Transcribe the tail of the listing: start at the line containing "Annotation task: tag one point per instance of the round" and stop after the last line, keeping every character as is and adding nothing.

____

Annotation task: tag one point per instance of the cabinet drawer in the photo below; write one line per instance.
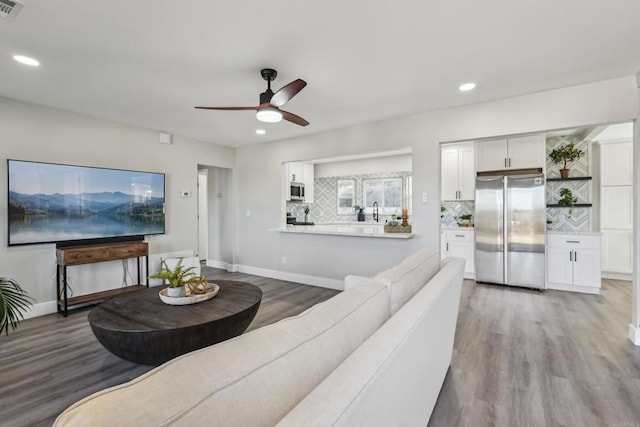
(460, 235)
(573, 241)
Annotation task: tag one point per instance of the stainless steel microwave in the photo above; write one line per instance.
(296, 191)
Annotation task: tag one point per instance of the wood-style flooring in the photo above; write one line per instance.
(521, 358)
(530, 358)
(51, 362)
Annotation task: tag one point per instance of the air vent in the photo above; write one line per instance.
(9, 9)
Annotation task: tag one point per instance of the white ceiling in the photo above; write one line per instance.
(149, 62)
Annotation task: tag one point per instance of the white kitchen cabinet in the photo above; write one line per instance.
(301, 172)
(573, 262)
(523, 152)
(460, 243)
(457, 166)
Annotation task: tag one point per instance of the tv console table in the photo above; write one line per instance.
(78, 255)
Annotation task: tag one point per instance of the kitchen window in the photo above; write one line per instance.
(386, 191)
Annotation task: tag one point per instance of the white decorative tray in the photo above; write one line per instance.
(212, 291)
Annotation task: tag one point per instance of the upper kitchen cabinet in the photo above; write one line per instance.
(521, 152)
(457, 171)
(300, 172)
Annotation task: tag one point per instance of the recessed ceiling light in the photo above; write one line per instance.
(26, 60)
(467, 87)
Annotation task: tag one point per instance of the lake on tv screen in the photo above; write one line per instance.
(47, 228)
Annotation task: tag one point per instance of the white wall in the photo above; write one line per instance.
(30, 132)
(363, 166)
(330, 257)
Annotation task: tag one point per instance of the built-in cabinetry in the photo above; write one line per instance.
(300, 172)
(458, 172)
(616, 208)
(459, 242)
(523, 152)
(573, 262)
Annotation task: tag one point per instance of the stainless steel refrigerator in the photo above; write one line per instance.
(510, 226)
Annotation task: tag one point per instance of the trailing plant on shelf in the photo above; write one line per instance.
(567, 199)
(14, 302)
(565, 154)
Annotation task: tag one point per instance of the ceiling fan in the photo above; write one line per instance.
(269, 108)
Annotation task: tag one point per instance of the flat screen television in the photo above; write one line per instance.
(54, 203)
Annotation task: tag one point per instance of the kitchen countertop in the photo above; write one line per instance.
(354, 229)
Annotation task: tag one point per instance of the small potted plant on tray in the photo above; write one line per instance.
(177, 278)
(565, 154)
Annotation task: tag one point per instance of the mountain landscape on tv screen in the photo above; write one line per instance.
(85, 204)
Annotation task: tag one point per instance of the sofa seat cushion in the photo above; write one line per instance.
(408, 277)
(250, 380)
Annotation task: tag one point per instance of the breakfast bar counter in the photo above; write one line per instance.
(362, 229)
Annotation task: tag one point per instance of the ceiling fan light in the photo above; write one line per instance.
(269, 115)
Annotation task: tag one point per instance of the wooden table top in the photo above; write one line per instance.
(143, 311)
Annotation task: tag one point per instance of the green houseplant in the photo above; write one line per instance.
(567, 199)
(464, 220)
(565, 154)
(177, 278)
(14, 302)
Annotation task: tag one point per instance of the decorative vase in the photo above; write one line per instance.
(178, 292)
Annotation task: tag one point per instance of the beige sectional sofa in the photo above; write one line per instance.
(373, 355)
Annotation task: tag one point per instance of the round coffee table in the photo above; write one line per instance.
(141, 328)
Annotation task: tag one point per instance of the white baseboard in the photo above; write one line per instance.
(634, 334)
(322, 282)
(41, 309)
(574, 288)
(617, 276)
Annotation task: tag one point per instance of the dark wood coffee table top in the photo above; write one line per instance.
(141, 328)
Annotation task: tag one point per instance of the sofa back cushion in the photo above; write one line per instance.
(251, 380)
(408, 277)
(395, 376)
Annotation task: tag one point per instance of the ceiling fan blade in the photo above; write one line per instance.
(294, 118)
(287, 92)
(229, 108)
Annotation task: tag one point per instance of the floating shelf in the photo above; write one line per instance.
(571, 178)
(577, 205)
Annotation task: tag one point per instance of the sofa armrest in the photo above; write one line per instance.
(351, 281)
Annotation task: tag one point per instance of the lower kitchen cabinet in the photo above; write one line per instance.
(573, 262)
(460, 243)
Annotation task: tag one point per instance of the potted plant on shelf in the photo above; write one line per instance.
(567, 199)
(565, 154)
(14, 301)
(464, 220)
(177, 278)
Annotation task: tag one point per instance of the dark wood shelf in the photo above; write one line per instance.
(577, 205)
(571, 178)
(100, 296)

____

### Output for this exercise:
Annotation task: tag one point per instance of the round coffee table in the photo above; write one line per instance.
(141, 328)
Annotation task: tag one point per instance of the white baseboard in the photo above; write one line per instance.
(634, 334)
(322, 282)
(41, 309)
(574, 288)
(617, 276)
Annotation task: tag one point per instance of the dark wood coffee table top in the photo above; write one line per instance.
(141, 328)
Annotation task: tag one point per instance of the sofa back cushion in the photo above; write one line per instance.
(251, 380)
(408, 277)
(395, 376)
Annotation task: tag one point per instance of the ceiling fan blade in the photo above; write one line per instance.
(294, 118)
(287, 92)
(229, 108)
Annotation task: tag one point per instance of the floating shelf in the photo above; write one line per instance.
(571, 178)
(577, 205)
Annotation task: tag one point per instance of the sofa armrest in the photo above; write one line per instance.
(351, 281)
Annotation task: tag one point per instance of the lower kitchen cabinet in the photo above; write one line per instance.
(573, 262)
(460, 243)
Annotation task: tag one point per instance of the potted plant on shelf in the photo above; write one line per instance.
(567, 199)
(565, 154)
(14, 301)
(464, 220)
(177, 278)
Annotation task: tag one point per instance of the dark wood shelf in the photo above; write one line per instance.
(577, 205)
(571, 178)
(100, 296)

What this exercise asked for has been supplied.